CHALLENGE: Rewrite every line of the records below as a numbered list, leaving out blank lines and the pictures.

====== THE DATA

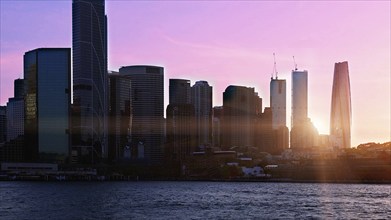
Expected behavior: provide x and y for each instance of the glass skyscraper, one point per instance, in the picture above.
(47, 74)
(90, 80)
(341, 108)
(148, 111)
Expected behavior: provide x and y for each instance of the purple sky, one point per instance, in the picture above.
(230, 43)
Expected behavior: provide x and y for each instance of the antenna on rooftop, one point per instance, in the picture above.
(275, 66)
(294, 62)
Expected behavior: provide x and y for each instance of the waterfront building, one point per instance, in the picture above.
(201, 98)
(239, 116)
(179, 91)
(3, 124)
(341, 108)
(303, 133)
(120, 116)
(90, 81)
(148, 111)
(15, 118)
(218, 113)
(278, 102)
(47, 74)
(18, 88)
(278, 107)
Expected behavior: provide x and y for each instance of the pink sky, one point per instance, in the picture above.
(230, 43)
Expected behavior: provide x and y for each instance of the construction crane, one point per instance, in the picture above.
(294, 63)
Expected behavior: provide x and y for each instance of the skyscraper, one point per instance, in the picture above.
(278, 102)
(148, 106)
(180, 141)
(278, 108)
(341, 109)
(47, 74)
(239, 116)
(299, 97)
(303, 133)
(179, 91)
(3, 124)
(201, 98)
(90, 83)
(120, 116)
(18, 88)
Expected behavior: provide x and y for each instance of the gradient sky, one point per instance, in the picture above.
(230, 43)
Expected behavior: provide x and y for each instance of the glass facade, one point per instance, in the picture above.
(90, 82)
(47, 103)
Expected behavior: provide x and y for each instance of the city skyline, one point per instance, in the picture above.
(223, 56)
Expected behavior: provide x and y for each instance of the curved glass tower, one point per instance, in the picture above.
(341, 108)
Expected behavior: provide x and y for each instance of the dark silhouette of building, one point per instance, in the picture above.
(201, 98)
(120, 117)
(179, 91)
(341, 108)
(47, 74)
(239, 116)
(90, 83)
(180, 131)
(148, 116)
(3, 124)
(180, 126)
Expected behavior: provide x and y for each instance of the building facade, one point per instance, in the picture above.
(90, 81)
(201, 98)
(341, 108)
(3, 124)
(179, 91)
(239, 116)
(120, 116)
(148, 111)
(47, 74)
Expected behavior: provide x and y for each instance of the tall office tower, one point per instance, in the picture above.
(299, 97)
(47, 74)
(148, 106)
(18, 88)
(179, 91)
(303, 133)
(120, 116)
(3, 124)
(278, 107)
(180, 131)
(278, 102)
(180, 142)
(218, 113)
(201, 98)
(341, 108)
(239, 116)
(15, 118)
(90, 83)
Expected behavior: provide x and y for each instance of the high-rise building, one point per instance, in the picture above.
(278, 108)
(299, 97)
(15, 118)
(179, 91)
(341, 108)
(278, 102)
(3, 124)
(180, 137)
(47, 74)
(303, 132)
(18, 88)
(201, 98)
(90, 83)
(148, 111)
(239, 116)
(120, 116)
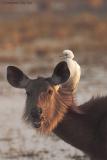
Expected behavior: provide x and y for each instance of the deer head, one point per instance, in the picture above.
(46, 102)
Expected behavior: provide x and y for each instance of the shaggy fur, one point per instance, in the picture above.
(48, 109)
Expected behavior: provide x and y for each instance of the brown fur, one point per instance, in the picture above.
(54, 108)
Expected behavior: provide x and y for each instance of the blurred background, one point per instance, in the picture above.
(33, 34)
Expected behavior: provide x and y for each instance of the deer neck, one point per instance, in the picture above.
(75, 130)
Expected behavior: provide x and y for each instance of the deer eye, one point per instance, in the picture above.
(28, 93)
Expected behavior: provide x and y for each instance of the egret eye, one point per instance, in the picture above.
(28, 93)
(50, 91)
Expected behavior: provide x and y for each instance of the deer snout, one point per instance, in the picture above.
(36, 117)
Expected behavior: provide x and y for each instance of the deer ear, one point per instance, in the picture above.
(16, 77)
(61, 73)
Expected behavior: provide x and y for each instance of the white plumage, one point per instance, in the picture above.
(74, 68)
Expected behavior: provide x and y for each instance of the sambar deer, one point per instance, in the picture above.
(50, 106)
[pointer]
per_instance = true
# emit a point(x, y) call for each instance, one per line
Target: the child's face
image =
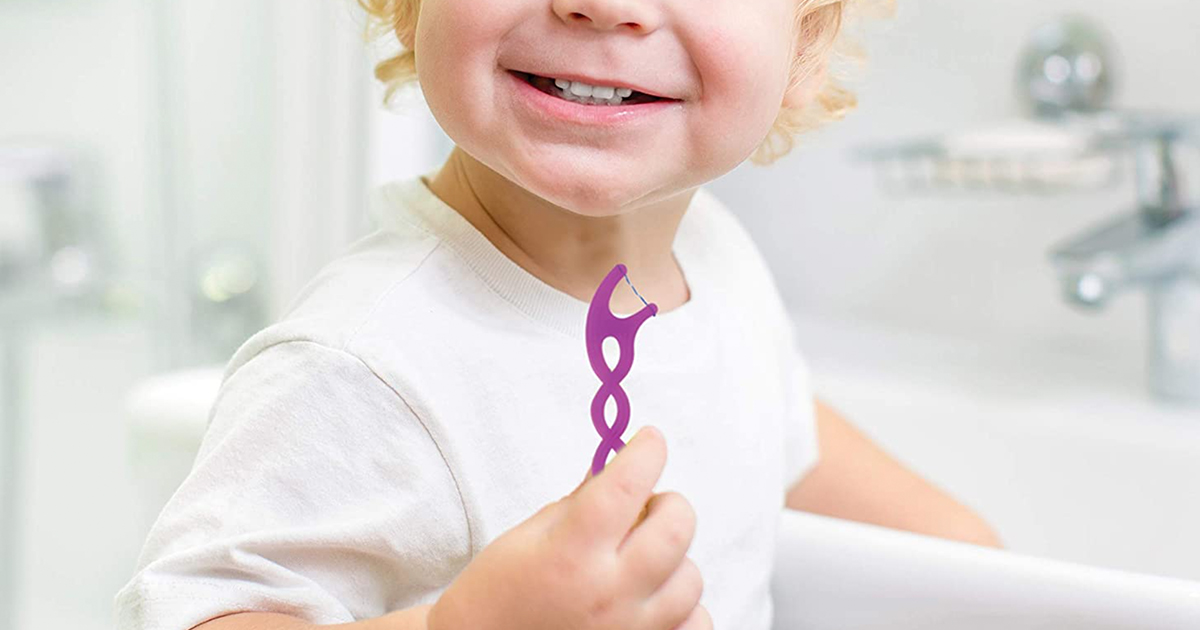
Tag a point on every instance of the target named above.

============

THE COMPLETED TASK:
1. Expected behavior: provide x and y for each instance of the glass skyscraper, one point per instance, in the picture above.
2. (47, 74)
3. (90, 80)
4. (341, 108)
5. (148, 111)
6. Expected behavior: provide x and y for each instance of the purple sky, one point per instance, in the picture above.
7. (230, 43)
8. Expected behavior: provide x and y for each instance of the antenna on rooftop, one point per instance, in the picture above.
9. (275, 66)
10. (294, 62)
11. Expected behavior: provide x and y for each instance of the waterfront building, one point per instance, in the picture above.
12. (201, 98)
13. (239, 116)
14. (179, 91)
15. (3, 124)
16. (341, 108)
17. (303, 133)
18. (120, 116)
19. (90, 81)
20. (148, 111)
21. (15, 118)
22. (218, 113)
23. (278, 102)
24. (47, 74)
25. (18, 88)
26. (278, 107)
27. Expected behavior: provide x and y for each instance of the pink sky, one point per instance, in the picture above.
28. (230, 43)
29. Expected behavior: provide x and y for each instance of the construction crane, one point per instance, in the picture above.
30. (294, 63)
31. Expected behavior: provide x and y for each instance of the skyscraper, one point per instance, in the picture above.
32. (278, 102)
33. (148, 106)
34. (180, 141)
35. (278, 108)
36. (341, 109)
37. (47, 74)
38. (239, 116)
39. (299, 97)
40. (303, 133)
41. (179, 91)
42. (3, 124)
43. (201, 98)
44. (90, 83)
45. (120, 116)
46. (18, 88)
47. Expected behavior: provide x and y for each instance of the gradient sky, one point per instance, in the picture above.
48. (230, 43)
49. Expected behavior: provide x and y for each instance of the glass facade, one point per instance, in the picture above.
50. (90, 82)
51. (47, 103)
52. Expected behavior: provide x and y for each instance of the city skyline, one point per instance, in the picture above.
53. (223, 56)
54. Expected behavior: provide x and y for each instance of the curved glass tower, one point per instance, in the picture above.
55. (341, 108)
56. Expected behavior: provide x and y for each instance of the dark silhouette of building, one point per instance, in the picture above.
57. (201, 98)
58. (120, 117)
59. (179, 91)
60. (341, 108)
61. (47, 74)
62. (239, 116)
63. (90, 83)
64. (180, 131)
65. (148, 116)
66. (3, 124)
67. (180, 126)
68. Expected behavior: provide x and y for each instance of the building facade, one point per instance, in the picture above.
69. (90, 81)
70. (201, 98)
71. (341, 108)
72. (3, 124)
73. (179, 91)
74. (239, 116)
75. (120, 116)
76. (148, 111)
77. (47, 74)
78. Expected behavior: provide x and y for each instance of the tall office tower, one point per instance, in the picture above.
79. (299, 97)
80. (47, 74)
81. (148, 106)
82. (18, 88)
83. (179, 91)
84. (303, 133)
85. (120, 116)
86. (3, 124)
87. (278, 107)
88. (180, 131)
89. (278, 102)
90. (180, 142)
91. (218, 113)
92. (201, 98)
93. (341, 108)
94. (239, 116)
95. (15, 118)
96. (90, 83)
97. Expected behavior: provide x and y for each instance of the high-rise building, one point per instance, in the picture above.
98. (278, 108)
99. (299, 97)
100. (15, 118)
101. (179, 91)
102. (341, 108)
103. (278, 102)
104. (3, 124)
105. (180, 137)
106. (47, 74)
107. (303, 132)
108. (18, 88)
109. (201, 98)
110. (90, 83)
111. (148, 111)
112. (239, 116)
113. (120, 116)
114. Expected behavior: provide x and y for each instance of the deer head, one point per instance, in the picture above.
115. (46, 102)
116. Expected behavior: provide x and y for each instance of the shaggy fur, one point per instance, in the picture above.
117. (48, 109)
118. Expected behavior: provide x and y for each instance of the brown fur, one point per instance, in the picture above.
119. (54, 108)
120. Expected behavior: provide x and y for each instance of the blurred background, one point per instance, in the picture above.
121. (33, 34)
122. Expected behavior: provide x and y for each instance of the deer neck, one point per instance, in the picture above.
123. (75, 130)
124. Expected behavior: provide x and y for each instance of the deer eye, one point per instance, in the picture above.
125. (28, 93)
126. Expected behavior: provide x and y for each instance of the egret eye, one point per instance, in the picture above.
127. (28, 93)
128. (50, 91)
129. Expected behavior: provide x and y for each instance of the deer snout, one point per instance, in the picture above.
130. (36, 117)
131. Expected behavior: provide x and y for each instance of the deer ear, one point per instance, in the picture above.
132. (16, 77)
133. (61, 73)
134. Expected behavior: provide x and y for each instance of the white plumage, one point per instance, in the picture above.
135. (74, 68)
136. Expected behavior: provide x and y for each instance of the sambar deer, one point per instance, in the picture above.
137. (50, 106)
138. [pointer]
139. per_instance = true
140. # emit a point(x, y) call for each instance, one per line
141. Target: the child's face
142. image =
143. Tag a point on every instance of the target named above.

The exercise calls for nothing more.